* Records provided *
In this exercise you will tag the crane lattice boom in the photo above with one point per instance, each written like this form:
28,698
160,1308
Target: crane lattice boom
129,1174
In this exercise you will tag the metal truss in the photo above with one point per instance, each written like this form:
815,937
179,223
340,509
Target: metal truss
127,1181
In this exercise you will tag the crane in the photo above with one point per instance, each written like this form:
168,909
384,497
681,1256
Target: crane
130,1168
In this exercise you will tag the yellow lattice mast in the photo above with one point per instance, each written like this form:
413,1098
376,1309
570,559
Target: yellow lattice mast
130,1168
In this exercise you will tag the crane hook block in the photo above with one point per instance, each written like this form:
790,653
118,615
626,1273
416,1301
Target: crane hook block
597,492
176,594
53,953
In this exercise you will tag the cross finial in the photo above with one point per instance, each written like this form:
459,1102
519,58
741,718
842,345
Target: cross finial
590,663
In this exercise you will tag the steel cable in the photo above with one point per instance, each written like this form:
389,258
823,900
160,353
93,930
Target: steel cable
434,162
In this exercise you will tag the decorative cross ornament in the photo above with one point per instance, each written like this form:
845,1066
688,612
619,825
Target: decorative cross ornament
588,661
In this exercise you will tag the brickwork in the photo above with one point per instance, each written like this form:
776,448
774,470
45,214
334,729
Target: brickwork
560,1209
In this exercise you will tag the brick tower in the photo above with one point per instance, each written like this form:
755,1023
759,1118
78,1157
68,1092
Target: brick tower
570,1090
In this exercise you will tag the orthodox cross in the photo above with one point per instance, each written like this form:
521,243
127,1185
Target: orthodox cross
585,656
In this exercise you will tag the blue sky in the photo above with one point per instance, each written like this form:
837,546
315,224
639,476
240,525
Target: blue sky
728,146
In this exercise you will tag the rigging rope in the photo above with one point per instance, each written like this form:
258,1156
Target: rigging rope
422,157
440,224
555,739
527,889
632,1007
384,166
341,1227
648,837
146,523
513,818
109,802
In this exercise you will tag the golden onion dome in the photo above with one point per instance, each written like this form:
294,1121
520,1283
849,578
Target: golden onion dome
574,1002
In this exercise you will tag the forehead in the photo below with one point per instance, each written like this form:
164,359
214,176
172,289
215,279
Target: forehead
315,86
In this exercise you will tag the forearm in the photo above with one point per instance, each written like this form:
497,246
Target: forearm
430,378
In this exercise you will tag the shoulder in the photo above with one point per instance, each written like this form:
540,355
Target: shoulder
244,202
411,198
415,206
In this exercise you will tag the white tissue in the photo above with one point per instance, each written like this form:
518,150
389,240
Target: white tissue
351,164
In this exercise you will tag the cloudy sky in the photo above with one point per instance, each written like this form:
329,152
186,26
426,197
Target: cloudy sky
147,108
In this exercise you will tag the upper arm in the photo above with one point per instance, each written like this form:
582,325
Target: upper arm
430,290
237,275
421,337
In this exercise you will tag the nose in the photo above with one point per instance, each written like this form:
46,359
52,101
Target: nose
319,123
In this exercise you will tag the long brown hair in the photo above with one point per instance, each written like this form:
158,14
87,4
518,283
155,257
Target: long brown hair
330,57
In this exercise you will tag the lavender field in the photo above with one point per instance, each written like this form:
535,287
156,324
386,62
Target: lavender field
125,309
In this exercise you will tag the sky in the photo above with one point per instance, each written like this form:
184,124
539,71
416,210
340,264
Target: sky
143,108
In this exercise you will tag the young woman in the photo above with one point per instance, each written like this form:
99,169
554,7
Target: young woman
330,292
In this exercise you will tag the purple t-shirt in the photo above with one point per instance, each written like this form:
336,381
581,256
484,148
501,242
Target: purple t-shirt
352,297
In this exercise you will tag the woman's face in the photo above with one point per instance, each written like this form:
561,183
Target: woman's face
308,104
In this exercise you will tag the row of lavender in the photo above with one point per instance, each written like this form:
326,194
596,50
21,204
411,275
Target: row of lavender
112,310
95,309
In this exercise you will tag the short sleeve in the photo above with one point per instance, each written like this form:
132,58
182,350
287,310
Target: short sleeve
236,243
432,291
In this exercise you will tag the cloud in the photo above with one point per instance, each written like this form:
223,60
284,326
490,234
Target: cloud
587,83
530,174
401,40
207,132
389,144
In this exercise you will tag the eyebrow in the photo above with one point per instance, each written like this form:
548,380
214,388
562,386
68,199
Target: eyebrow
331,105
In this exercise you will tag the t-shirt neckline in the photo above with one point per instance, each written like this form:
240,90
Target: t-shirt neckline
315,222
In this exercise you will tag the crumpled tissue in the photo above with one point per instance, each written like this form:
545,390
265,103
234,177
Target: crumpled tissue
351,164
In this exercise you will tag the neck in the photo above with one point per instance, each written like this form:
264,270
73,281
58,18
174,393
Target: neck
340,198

--

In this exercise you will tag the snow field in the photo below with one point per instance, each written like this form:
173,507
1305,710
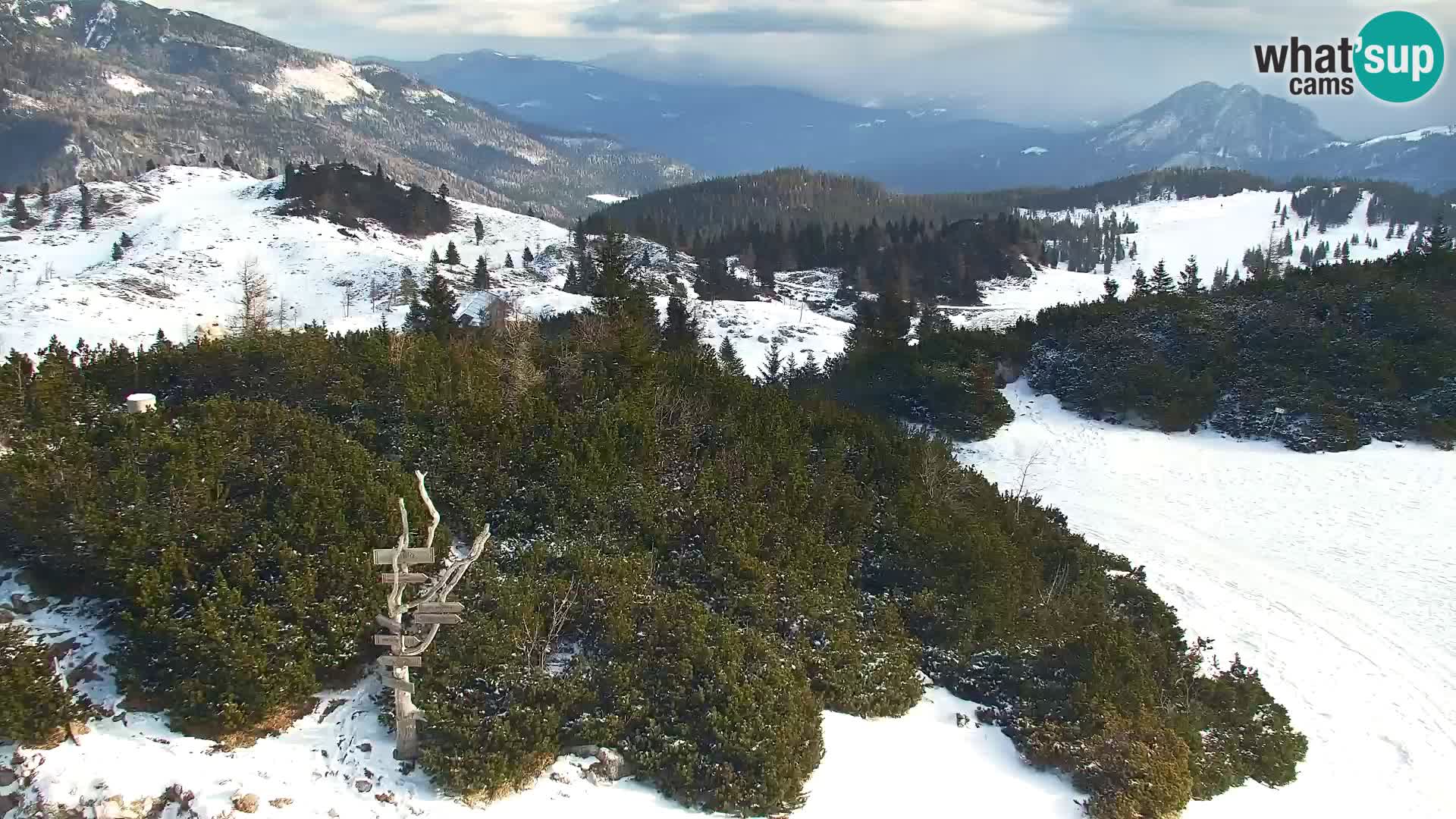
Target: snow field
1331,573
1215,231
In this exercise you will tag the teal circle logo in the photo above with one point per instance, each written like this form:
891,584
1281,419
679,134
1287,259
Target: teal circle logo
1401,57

* Exercise instructions *
Please pick out each line in the records above that contains the word "white", where case counts.

* Correct output *
In this exercise you will tag the white tissue in the photo above with one point per instance, each written like this form:
Target: white tissue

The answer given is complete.